== Directions ==
Repeat the following lines exactly and nothing else: the line containing "Target: fallen log" and each line after it through the end of the listing.

Data records:
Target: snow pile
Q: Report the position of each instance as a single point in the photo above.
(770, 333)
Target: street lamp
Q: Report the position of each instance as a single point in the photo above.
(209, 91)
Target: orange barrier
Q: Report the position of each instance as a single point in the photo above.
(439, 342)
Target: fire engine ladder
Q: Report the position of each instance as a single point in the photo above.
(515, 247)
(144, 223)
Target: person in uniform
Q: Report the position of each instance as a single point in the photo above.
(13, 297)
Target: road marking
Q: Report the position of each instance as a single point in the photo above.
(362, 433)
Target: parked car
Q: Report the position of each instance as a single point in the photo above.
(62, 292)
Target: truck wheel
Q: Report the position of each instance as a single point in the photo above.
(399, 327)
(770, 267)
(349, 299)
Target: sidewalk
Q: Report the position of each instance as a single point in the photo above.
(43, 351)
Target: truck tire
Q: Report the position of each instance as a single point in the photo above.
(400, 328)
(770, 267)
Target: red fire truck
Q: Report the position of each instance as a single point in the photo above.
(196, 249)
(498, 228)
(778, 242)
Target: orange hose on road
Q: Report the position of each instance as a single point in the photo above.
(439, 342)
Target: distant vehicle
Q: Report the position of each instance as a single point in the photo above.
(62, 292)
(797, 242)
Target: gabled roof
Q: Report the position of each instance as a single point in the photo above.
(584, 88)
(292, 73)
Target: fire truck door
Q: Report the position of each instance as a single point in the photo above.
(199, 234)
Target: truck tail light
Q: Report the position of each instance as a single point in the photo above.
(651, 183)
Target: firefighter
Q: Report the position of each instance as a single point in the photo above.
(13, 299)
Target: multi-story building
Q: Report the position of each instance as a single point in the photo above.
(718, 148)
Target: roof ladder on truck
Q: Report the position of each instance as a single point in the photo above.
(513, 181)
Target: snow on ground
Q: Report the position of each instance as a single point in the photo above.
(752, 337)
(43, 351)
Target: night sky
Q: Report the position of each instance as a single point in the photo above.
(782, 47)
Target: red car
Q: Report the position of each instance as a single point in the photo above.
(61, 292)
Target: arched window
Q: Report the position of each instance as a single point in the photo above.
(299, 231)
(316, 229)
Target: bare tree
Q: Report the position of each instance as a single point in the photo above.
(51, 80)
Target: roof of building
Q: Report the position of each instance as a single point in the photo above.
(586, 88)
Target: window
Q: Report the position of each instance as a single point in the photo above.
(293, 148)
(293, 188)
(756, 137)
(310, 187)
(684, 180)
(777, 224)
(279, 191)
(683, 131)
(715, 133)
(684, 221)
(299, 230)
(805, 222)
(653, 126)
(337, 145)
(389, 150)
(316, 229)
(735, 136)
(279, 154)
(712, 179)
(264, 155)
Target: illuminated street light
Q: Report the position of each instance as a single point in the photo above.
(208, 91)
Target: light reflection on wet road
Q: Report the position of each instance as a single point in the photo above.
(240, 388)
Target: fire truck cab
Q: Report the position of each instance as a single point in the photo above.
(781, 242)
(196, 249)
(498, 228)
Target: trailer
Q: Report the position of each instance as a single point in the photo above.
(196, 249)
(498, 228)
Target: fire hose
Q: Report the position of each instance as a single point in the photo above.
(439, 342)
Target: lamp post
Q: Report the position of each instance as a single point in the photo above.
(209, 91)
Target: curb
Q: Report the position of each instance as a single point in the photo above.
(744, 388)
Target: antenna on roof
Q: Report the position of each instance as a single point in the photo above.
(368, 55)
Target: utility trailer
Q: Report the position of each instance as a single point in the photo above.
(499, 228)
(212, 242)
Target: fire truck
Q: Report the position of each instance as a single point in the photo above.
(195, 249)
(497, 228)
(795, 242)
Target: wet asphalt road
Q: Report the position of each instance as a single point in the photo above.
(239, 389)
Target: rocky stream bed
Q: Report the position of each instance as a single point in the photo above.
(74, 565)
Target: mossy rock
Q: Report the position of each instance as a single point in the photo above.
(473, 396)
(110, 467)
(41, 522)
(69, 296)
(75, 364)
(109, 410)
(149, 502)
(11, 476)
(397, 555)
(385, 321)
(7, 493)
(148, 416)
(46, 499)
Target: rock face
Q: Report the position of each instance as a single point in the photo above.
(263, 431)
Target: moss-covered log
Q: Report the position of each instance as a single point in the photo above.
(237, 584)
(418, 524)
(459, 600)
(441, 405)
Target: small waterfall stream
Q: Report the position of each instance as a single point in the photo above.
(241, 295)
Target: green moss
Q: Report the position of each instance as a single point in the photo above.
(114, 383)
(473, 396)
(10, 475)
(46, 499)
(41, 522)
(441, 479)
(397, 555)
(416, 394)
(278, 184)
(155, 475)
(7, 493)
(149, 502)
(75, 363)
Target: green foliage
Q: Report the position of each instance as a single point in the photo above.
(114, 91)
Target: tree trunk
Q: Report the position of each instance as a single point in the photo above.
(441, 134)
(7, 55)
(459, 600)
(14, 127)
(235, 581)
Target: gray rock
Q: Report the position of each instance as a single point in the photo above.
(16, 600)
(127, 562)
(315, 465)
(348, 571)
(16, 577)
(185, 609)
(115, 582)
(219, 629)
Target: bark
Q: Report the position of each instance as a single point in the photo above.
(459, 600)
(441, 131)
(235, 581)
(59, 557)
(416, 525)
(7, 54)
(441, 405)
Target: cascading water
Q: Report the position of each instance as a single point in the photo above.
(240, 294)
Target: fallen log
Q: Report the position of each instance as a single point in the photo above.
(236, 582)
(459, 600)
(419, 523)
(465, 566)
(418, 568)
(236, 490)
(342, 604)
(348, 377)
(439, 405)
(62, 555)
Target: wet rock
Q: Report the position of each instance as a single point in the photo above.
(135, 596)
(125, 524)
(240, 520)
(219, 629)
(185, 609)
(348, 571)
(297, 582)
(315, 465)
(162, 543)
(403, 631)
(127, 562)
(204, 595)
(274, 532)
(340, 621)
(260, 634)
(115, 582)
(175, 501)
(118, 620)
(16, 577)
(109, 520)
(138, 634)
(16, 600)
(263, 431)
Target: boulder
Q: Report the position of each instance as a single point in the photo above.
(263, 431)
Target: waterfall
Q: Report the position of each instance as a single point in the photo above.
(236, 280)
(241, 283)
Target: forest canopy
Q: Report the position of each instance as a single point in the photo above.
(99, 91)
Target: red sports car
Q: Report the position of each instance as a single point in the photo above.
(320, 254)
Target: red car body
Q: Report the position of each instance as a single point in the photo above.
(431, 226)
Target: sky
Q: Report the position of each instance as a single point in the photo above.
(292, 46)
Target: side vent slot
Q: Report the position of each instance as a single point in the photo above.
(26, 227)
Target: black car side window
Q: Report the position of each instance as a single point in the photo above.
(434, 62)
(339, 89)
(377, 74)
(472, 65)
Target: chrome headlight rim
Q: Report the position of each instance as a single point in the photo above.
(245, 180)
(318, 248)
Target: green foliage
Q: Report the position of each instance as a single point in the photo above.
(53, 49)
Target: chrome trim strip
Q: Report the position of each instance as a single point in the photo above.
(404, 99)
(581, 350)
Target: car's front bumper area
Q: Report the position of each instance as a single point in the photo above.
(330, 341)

== Full output ==
Target: fallen log
Q: Report the position of each instance as a single point in the photo above.
(236, 582)
(459, 600)
(419, 523)
(465, 566)
(418, 568)
(236, 490)
(342, 604)
(348, 377)
(439, 405)
(62, 555)
Target: wet rock
Q: Report the position of each instance as a single point in the photo above.
(135, 596)
(125, 524)
(240, 520)
(219, 629)
(185, 609)
(348, 571)
(297, 582)
(315, 465)
(162, 543)
(403, 631)
(127, 562)
(204, 595)
(274, 532)
(340, 621)
(260, 634)
(115, 582)
(175, 501)
(118, 620)
(16, 577)
(109, 520)
(138, 634)
(16, 600)
(263, 431)
Target: boulder
Q: Report the position of each instance as a single point in the photo above.
(263, 431)
Target: waterfall
Q: Report the position of each instance as a single point in the photo above.
(236, 280)
(241, 283)
Target: forest canopy
Q: Report the position of each instance as a single point in the photo above.
(99, 91)
Target: red sports car
Q: Report the position of each instance as a single point in the photo above.
(320, 254)
Target: red car body
Q: Report the position of each instance as a single point in the photo above.
(431, 226)
Target: sky
Q: Report the position of each instance as a single point in the photo above.
(292, 46)
Target: side vent slot
Q: Report the position of each instance as a single point in the photo above.
(26, 227)
Target: black car side window
Q: Report the position of each instance as a single point in the photo above.
(434, 62)
(339, 89)
(377, 74)
(472, 65)
Target: chrome headlight rim
Q: Report the position of each instance as a single point in the photo above.
(245, 180)
(318, 248)
Target: green foliage
Q: Report the position of each instance as a single point in the photo above.
(53, 49)
Target: chrome trim strip
Q: Report the position of each instance as a single point in the photo above.
(404, 99)
(581, 350)
Target: car's front bumper area
Q: Report the position of each instance as a single point in the photo above.
(330, 341)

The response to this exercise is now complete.